> _Task statement_
Copy, word for word, the portion of the text on Shoshana Strook that begins at the words "In an interview" and stops after "and medical diagnoses.".

> _Text_
----------------------------------------

For several years before Strook's police report, ritual abuse allegations have been made in Israel. Israel Hayom published an investigative report about ritual abuse in April 2025. Several hearings about the topic have been held in the Knesset. Strook's allegations were referenced in one of the hearings, and an attempt was made to have Strook testify.

== Death ==

A few weeks before her death, Strook launched a crowdfunding campaign. She requested support from the public because she had left her home out of concern for her safety and did not have stable housing. Strook died on 14 March 2026, and her body was found later that day in a vacation rental in Amirim, Israel. Her death was reported to police by either Magen David Adom or ZAKA. On 15 March 2026, Orit Strook announced her daughter's death in a Facebook post that said: "Updating with a broken heart about the passing of our beloved daughter, Shoshana". The Israel Police opened an investigation into Strook's death but have no suspicion of foul play. News reports said Shoshana had died at 34 or 39 years old. She was buried the evening of 15 March in the Old Jewish Cemetery in Hebron.

=== Reactions ===
The cause of Strook's death and the validity of her allegations have been widely debated and discussed within Israel. Various political figures shared condolences for Strook's death, including Benjamin Netanyahu, Itamar Ben-Gvir, Ofir Sofer, and Aryeh Deri. Alluding to accusations against Strook's family, Finance Minister Bezalel Smotrich said that using her death to "attack and incite" was "vile and despicable". In the week after Strook's death, several protests took place in Haifa and Zion Square in Jerusalem, calling for the authorities to investigate Strook's allegations and death. Protestors held signs reading "We believe you, Shoshana".

In an interview with Israel Hayom, Orit Strook called Shoshana "kind-hearted" and "talented" and said that she had been abused by a man during a trip abroad. Orit and one of Shoshana's brothers said that she had struggled with serious mental illness for several years. Her sister said that many details posted online about Strook after her death were incorrect, including date of birth and medical diagnoses.

Journalists such as Josh Breiner, Avishai Grinzaig, Yair Cherki, Yinon Magal, and Ben Caspit have said that there is no evidence for Strook's allegations. Rabbi Shmuel Eliyahu, who adjudicates cases of sexual abuse on a religious court, stated that none of the allegations of ritual abuse he was aware of had ever been substantiated. Rabbi Nir Menussi said that false memory syndrome could be a factor, referencing the Satanic panic in the United States in the 1980s.

----------------------------------------

> _Information shown_
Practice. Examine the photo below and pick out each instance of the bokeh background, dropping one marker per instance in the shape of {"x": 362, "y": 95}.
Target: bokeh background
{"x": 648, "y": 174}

----------------------------------------

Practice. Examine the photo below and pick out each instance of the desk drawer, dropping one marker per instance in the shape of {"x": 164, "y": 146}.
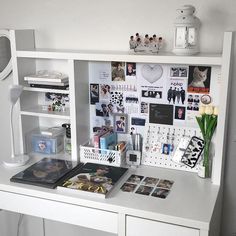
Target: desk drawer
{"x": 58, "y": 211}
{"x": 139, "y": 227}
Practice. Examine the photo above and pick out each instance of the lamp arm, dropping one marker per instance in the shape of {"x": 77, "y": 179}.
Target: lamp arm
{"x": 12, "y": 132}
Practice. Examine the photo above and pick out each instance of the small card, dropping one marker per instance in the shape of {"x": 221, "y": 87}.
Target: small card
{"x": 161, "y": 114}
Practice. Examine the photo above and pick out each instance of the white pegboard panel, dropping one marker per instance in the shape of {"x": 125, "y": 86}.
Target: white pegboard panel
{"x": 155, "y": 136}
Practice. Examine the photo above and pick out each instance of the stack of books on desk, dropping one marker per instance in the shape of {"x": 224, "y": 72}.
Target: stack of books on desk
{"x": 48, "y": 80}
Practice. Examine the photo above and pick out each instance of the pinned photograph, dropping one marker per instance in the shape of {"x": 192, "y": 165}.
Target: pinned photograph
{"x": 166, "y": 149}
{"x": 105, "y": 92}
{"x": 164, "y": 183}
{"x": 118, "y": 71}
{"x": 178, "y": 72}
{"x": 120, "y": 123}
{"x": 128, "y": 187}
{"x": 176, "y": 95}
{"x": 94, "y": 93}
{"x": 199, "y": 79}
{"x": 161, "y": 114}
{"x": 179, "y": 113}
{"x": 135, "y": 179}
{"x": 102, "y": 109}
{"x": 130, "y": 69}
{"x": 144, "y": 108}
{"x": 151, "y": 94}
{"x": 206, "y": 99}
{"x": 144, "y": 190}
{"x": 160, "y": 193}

----------------------------------------

> _Answer section_
In an interview with Israel Hayom, Orit Strook called Shoshana "kind-hearted" and "talented" and said that she had been abused by a man during a trip abroad. Orit and one of Shoshana's brothers said that she had struggled with serious mental illness for several years. Her sister said that many details posted online about Strook after her death were incorrect, including date of birth and medical diagnoses.